Write out each line of the listing below as a JSON list of strings, one string per line, with blank lines dropped and the pictures left out.

Object detection data →
···

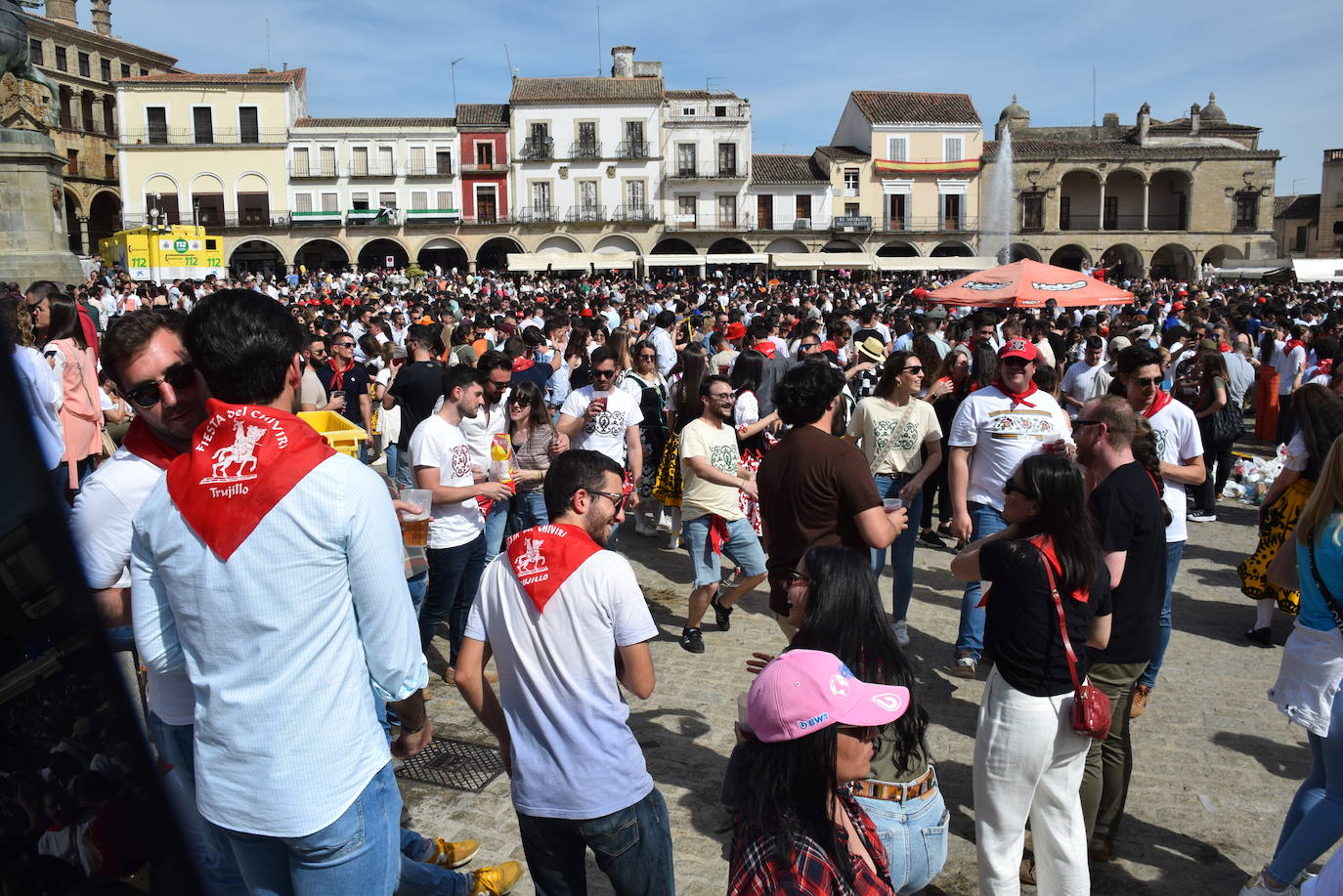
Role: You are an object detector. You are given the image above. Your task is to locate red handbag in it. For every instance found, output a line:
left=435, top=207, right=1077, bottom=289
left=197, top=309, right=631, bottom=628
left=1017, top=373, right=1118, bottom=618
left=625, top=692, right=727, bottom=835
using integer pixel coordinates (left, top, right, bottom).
left=1037, top=545, right=1110, bottom=741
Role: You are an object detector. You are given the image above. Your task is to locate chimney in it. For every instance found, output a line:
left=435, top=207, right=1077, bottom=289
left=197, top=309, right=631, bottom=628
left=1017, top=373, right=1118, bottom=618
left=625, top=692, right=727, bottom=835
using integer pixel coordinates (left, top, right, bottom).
left=89, top=0, right=111, bottom=37
left=611, top=47, right=634, bottom=78
left=47, top=0, right=79, bottom=28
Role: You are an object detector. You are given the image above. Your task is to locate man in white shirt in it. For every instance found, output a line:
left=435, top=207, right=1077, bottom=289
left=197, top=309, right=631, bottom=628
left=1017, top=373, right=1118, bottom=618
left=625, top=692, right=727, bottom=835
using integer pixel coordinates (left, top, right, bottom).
left=1119, top=345, right=1207, bottom=717
left=947, top=339, right=1071, bottom=678
left=132, top=290, right=432, bottom=896
left=410, top=364, right=511, bottom=668
left=456, top=450, right=675, bottom=896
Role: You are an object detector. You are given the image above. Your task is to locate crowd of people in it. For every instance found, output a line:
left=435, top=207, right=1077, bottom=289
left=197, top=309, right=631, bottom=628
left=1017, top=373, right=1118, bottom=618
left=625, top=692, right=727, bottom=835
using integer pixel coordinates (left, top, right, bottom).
left=0, top=260, right=1343, bottom=896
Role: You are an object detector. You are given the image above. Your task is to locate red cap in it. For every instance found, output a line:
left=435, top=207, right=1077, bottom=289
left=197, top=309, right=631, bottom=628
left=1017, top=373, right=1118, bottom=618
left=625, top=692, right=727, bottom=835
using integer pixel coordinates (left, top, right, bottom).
left=998, top=338, right=1039, bottom=362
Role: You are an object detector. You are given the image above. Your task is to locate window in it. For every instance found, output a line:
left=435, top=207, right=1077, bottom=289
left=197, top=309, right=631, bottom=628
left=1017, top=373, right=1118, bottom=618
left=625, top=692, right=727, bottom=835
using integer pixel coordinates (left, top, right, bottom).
left=145, top=107, right=168, bottom=144
left=1020, top=193, right=1045, bottom=230
left=718, top=144, right=737, bottom=177
left=191, top=107, right=215, bottom=144
left=238, top=107, right=261, bottom=144
left=675, top=144, right=694, bottom=177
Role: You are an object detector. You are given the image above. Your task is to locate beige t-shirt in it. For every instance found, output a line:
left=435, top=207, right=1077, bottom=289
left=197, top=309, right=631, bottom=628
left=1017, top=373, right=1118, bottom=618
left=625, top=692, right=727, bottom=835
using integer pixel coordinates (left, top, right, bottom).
left=681, top=418, right=743, bottom=523
left=847, top=397, right=941, bottom=476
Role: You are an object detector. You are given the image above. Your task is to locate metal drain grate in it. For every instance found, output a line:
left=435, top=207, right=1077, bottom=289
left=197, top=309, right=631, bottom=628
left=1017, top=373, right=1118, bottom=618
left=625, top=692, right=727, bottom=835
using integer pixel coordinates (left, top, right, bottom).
left=396, top=738, right=503, bottom=794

···

Worked answer →
[
  "Role: You are an object detector. You are given the image above. Your task is to locate red handbag in it. For every instance found, output a line:",
  "left=435, top=207, right=1077, bottom=289",
  "left=197, top=309, right=631, bottom=628",
  "left=1017, top=373, right=1118, bottom=618",
  "left=625, top=692, right=727, bottom=835",
  "using integer pixel coordinates (left, top, right, bottom).",
  "left=1037, top=545, right=1110, bottom=741",
  "Role: You are an object detector. You are given the image above. Your task is to locate chimney in it. For every instance found, output a line:",
  "left=435, top=207, right=1077, bottom=289",
  "left=197, top=309, right=631, bottom=628",
  "left=1017, top=373, right=1118, bottom=618",
  "left=625, top=692, right=727, bottom=835",
  "using integer pixel coordinates (left, top, right, bottom).",
  "left=89, top=0, right=111, bottom=37",
  "left=611, top=47, right=634, bottom=78",
  "left=47, top=0, right=79, bottom=28",
  "Role: You are an object detector. You are given the image above. Your task is to locate man in white shirt in it. For every instance found, output a line:",
  "left=435, top=207, right=1077, bottom=289",
  "left=197, top=309, right=631, bottom=628",
  "left=1017, top=373, right=1118, bottom=618",
  "left=625, top=692, right=727, bottom=835",
  "using integer pixel coordinates (left, top, right, bottom).",
  "left=1119, top=345, right=1207, bottom=717",
  "left=947, top=339, right=1071, bottom=678",
  "left=132, top=290, right=432, bottom=896",
  "left=410, top=364, right=511, bottom=668",
  "left=456, top=450, right=675, bottom=896",
  "Role: You are an object detector. You are given the image above. Your task is to locate crowd of people in it. For every instance found, output a line:",
  "left=435, top=207, right=1077, bottom=289",
  "left=197, top=309, right=631, bottom=628",
  "left=1017, top=373, right=1118, bottom=618",
  "left=625, top=692, right=727, bottom=835",
  "using integer pixel coordinates (left, top, right, bottom).",
  "left=0, top=260, right=1343, bottom=896",
  "Role: You are an object detector. You are given the image above. Your task is to locate red cap in it. For every instance found, output a line:",
  "left=435, top=207, right=1077, bottom=289",
  "left=197, top=309, right=631, bottom=628",
  "left=1017, top=373, right=1118, bottom=618",
  "left=625, top=692, right=727, bottom=835",
  "using integer pixel coordinates (left, top, right, bottom).",
  "left=998, top=338, right=1039, bottom=362",
  "Role: You are an object detector. You are given the image above. Your task is to locate window in it. For every instance found, output a line:",
  "left=435, top=207, right=1077, bottom=289",
  "left=197, top=309, right=631, bottom=628",
  "left=1017, top=373, right=1118, bottom=618",
  "left=625, top=692, right=727, bottom=835",
  "using integer pixel coordinates (left, top, right, bottom).",
  "left=145, top=107, right=168, bottom=144",
  "left=1020, top=193, right=1045, bottom=230",
  "left=718, top=144, right=737, bottom=177",
  "left=191, top=107, right=215, bottom=144",
  "left=238, top=107, right=261, bottom=144",
  "left=675, top=144, right=694, bottom=177",
  "Role: You are an object detector. You are given the image above. Your task is to locate beige t-shirt in it. For every instance found, output a line:",
  "left=435, top=207, right=1077, bottom=289",
  "left=197, top=309, right=631, bottom=628",
  "left=1017, top=373, right=1118, bottom=618",
  "left=625, top=692, right=727, bottom=835",
  "using integer pixel coordinates (left, top, right, bottom).",
  "left=681, top=418, right=743, bottom=523",
  "left=847, top=397, right=941, bottom=476",
  "Role: You are an object detector. You are given the image above. Your task is to locate metal drain grate in it. For every instance found, output a line:",
  "left=435, top=207, right=1077, bottom=289",
  "left=197, top=309, right=631, bottom=628",
  "left=1017, top=373, right=1118, bottom=618",
  "left=625, top=692, right=727, bottom=835",
  "using integer pixel coordinates (left, top, right, bottom).",
  "left=396, top=738, right=503, bottom=794"
]